Acción requerida 1 = Escribe el fragmento del texto sobre la sordera y la ceguera que va entre "Decía que ser" y "por todas partes.", ambos incluidos.
Acción requerida 2 = Enumera las direcciones que el texto sobre la sordera y la ceguera nombra para explicar en qué sentido los sordos son ciegos en todas las direcciones.
Acción requerida 3 = Continúa el texto sobre la sordera y la ceguera a partir del punto en que termina.

── Texto para leer ──

Decía que ser sordo es mucho peor que ser ciego. Los sordos, por así decirlo, son ciegos en todas las direcciones. Detrás, al lado, delante. En cambio, el ciego sólo es ciego en una dirección, porque, dejando aparte su ceguera, oye por todas partes.

De los colores, decía, no podía tener ninguna idea, pero le interesaba profundamente todo lo que tenía que ver con las artes plásticas y le gustaba oír hablar de este tema. Lo que veía interiormente no era ni claro ni oscuro, era una extraña cosa intermedia que difícilmente podía describir.

───
── Contenido de datos ──

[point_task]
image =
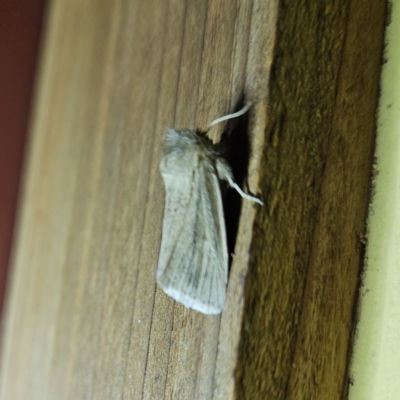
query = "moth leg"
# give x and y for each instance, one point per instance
(224, 172)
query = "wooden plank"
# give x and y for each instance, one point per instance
(85, 318)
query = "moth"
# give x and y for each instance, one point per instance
(193, 260)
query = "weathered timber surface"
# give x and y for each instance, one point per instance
(84, 318)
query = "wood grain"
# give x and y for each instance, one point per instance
(85, 319)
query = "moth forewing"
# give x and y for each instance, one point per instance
(193, 262)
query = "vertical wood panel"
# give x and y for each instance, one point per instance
(85, 319)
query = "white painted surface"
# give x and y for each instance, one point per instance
(375, 367)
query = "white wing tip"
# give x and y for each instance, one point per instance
(200, 305)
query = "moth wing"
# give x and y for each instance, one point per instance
(193, 262)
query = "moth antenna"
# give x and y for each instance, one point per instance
(230, 116)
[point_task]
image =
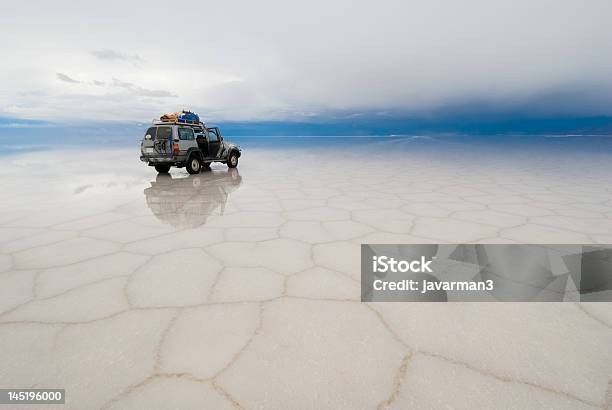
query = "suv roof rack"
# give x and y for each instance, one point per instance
(199, 124)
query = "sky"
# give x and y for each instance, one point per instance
(301, 60)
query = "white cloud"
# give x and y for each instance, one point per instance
(275, 59)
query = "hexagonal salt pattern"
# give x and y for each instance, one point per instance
(240, 289)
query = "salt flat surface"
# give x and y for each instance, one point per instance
(240, 288)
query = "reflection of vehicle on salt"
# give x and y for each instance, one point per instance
(187, 202)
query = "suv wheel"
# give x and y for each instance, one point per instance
(232, 161)
(162, 169)
(194, 165)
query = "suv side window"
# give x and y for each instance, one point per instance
(185, 133)
(212, 136)
(163, 133)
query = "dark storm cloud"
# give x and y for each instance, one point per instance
(272, 60)
(66, 78)
(140, 91)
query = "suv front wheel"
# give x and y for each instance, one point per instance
(162, 169)
(194, 165)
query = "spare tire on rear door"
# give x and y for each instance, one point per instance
(194, 164)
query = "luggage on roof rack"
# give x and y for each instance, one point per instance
(186, 117)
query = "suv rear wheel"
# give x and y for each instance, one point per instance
(194, 165)
(232, 161)
(162, 169)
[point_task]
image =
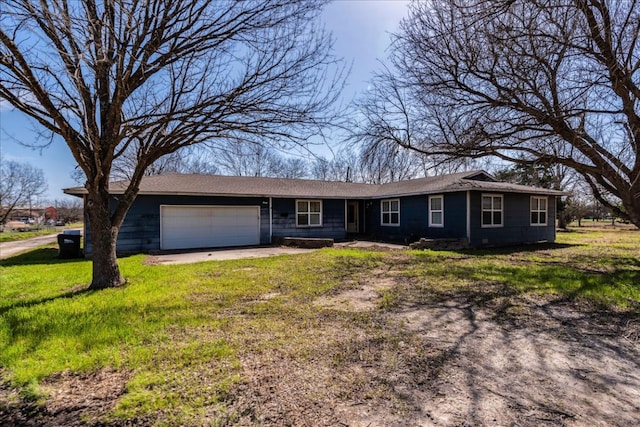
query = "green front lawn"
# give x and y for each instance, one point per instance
(181, 332)
(12, 236)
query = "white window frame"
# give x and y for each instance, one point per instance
(492, 210)
(538, 211)
(308, 212)
(432, 211)
(390, 212)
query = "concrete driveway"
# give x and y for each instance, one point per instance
(250, 252)
(9, 249)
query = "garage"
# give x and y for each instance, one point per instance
(187, 227)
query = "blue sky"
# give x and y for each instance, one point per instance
(361, 30)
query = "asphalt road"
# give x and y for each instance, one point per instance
(9, 249)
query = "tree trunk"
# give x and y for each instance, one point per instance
(106, 273)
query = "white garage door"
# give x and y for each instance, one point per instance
(185, 227)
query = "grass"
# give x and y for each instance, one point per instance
(181, 332)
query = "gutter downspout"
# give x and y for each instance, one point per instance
(469, 218)
(270, 220)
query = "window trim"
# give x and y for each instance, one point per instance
(492, 210)
(441, 210)
(538, 211)
(390, 212)
(308, 213)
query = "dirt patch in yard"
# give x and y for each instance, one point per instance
(73, 400)
(391, 350)
(483, 358)
(471, 358)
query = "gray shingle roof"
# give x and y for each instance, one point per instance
(210, 185)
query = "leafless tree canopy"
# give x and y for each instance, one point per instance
(152, 77)
(546, 81)
(20, 184)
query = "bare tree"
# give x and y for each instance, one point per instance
(293, 167)
(342, 167)
(69, 210)
(20, 183)
(156, 76)
(537, 81)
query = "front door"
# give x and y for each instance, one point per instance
(352, 217)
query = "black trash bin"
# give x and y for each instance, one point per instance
(69, 245)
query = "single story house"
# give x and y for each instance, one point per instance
(177, 211)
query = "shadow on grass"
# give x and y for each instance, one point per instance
(37, 256)
(45, 256)
(34, 302)
(510, 250)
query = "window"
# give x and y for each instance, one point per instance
(538, 210)
(309, 213)
(491, 210)
(390, 212)
(436, 211)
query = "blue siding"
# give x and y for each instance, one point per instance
(516, 227)
(333, 220)
(140, 231)
(414, 219)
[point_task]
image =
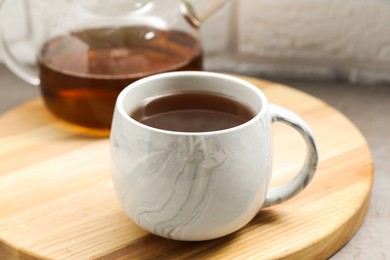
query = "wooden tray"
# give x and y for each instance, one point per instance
(57, 200)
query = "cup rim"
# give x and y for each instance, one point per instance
(119, 106)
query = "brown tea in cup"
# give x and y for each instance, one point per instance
(192, 112)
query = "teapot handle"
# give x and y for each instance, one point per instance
(196, 12)
(12, 63)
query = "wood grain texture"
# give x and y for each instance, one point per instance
(57, 200)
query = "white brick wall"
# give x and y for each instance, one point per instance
(304, 38)
(301, 38)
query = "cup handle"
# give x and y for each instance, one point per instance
(301, 180)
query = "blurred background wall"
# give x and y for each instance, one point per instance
(309, 39)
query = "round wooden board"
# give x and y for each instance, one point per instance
(57, 200)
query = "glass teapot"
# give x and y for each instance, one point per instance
(87, 51)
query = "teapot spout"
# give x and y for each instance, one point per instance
(197, 11)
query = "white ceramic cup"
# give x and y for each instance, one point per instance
(201, 185)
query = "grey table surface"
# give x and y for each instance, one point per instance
(367, 106)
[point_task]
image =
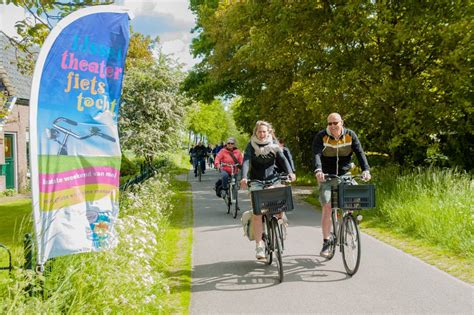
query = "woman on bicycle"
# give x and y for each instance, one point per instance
(229, 155)
(260, 157)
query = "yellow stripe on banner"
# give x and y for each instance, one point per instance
(69, 197)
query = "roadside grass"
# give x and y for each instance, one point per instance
(427, 213)
(149, 271)
(15, 220)
(177, 255)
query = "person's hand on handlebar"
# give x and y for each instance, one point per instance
(292, 177)
(320, 176)
(366, 176)
(243, 183)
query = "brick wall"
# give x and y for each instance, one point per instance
(17, 124)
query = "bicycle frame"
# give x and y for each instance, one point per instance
(54, 133)
(272, 234)
(345, 232)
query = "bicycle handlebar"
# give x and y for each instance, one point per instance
(346, 177)
(270, 182)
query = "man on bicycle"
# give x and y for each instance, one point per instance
(332, 150)
(228, 155)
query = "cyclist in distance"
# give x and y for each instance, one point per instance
(229, 155)
(289, 157)
(200, 154)
(260, 156)
(332, 151)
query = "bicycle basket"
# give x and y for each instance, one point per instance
(356, 196)
(275, 200)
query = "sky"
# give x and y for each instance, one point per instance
(171, 20)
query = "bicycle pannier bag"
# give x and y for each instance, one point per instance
(247, 224)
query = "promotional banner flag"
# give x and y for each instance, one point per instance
(74, 144)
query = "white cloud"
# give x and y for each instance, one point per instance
(9, 15)
(171, 20)
(176, 8)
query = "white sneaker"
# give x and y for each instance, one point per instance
(260, 251)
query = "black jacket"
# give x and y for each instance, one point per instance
(334, 156)
(263, 167)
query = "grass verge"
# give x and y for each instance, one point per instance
(15, 220)
(178, 243)
(425, 213)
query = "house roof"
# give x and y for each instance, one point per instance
(16, 83)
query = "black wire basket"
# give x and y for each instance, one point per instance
(356, 197)
(273, 200)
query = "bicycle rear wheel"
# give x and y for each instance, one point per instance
(268, 240)
(350, 240)
(332, 235)
(278, 248)
(228, 200)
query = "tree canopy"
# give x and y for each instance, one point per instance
(399, 72)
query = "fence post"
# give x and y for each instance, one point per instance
(28, 252)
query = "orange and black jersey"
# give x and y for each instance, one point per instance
(333, 156)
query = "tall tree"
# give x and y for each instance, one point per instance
(388, 67)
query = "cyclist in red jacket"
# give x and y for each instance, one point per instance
(230, 155)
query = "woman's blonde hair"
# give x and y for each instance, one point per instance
(262, 123)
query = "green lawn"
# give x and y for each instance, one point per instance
(15, 220)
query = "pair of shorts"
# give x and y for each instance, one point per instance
(325, 190)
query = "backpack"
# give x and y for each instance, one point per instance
(247, 224)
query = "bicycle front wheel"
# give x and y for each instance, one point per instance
(278, 247)
(350, 244)
(228, 200)
(332, 235)
(268, 238)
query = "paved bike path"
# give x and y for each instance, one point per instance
(226, 278)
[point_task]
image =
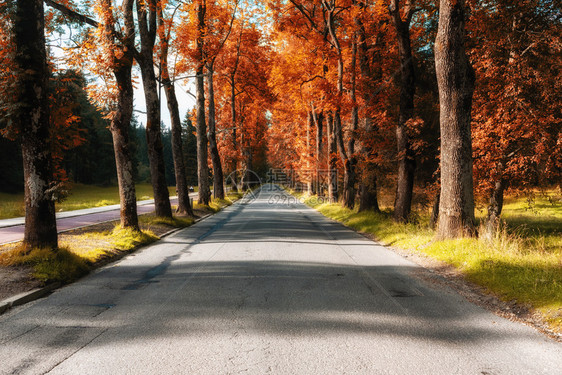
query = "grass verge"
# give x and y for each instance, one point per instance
(80, 197)
(84, 249)
(522, 264)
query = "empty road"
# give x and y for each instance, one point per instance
(12, 230)
(265, 286)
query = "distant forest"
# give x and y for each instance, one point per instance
(90, 159)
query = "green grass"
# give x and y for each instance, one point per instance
(80, 252)
(522, 263)
(80, 197)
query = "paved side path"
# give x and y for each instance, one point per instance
(265, 287)
(12, 230)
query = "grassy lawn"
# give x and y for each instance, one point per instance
(83, 249)
(522, 263)
(81, 196)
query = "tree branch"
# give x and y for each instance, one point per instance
(80, 18)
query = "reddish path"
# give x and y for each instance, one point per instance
(72, 220)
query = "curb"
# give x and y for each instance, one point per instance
(32, 295)
(25, 297)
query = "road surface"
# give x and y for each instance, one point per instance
(12, 230)
(265, 286)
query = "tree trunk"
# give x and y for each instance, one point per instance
(332, 161)
(218, 179)
(234, 173)
(121, 122)
(33, 121)
(184, 203)
(496, 204)
(455, 79)
(368, 181)
(406, 160)
(319, 124)
(309, 175)
(147, 31)
(201, 126)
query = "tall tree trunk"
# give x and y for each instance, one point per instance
(120, 125)
(455, 79)
(349, 174)
(33, 121)
(319, 123)
(234, 168)
(147, 31)
(349, 171)
(496, 203)
(368, 180)
(332, 161)
(406, 157)
(121, 121)
(201, 126)
(309, 175)
(184, 203)
(218, 179)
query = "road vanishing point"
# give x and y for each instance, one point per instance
(266, 286)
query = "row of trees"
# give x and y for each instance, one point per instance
(424, 90)
(419, 89)
(110, 40)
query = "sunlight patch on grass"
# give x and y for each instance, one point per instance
(48, 265)
(80, 197)
(522, 262)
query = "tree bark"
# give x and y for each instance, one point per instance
(201, 126)
(121, 120)
(406, 157)
(496, 203)
(33, 121)
(309, 174)
(218, 178)
(349, 174)
(145, 59)
(184, 203)
(332, 161)
(455, 79)
(319, 123)
(368, 180)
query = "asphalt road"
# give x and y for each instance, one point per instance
(12, 230)
(266, 286)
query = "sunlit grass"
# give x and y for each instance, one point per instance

───

Resultado 1 =
Decía que ser sordo es mucho peor que ser ciego. Los sordos, por así decirlo, son ciegos en todas las direcciones. Detrás, al lado, delante. En cambio, el ciego sólo es ciego en una dirección, porque, dejando aparte su ceguera, oye por todas partes.

Resultado 2 = Detrás, al lado, delante

Resultado 3 =
Si. nadie pudiera ver, incluso los ciegos estarían perdidos. Pero como todos serían ciegos, todos estarían perdidos. No está claro cuánto tiempo podrían arreglárselas los hombres con los recuerdos de la época en que veían, si, de repente, por un accidente, se volvieran todos ciegos. Deberían guardar y transmitir cuidadosamente un tesoro de experiencias. Este tesoro iría adquiriendo poco a poco el carácter de una revelación religiosa, igual como ocurre los que profesan una fe y cuentan los milagros en los que participaron los fundadores de aquélla. Cabría pensar que el recuerdo de videntes y de cosas vistas mantendría unidos durante muchos siglos a los ciegos. Sería curioso que, de repente, uno de ellos, uno solo, volviera a ver y les contara a los demás sobre la verdad de su antigua fe.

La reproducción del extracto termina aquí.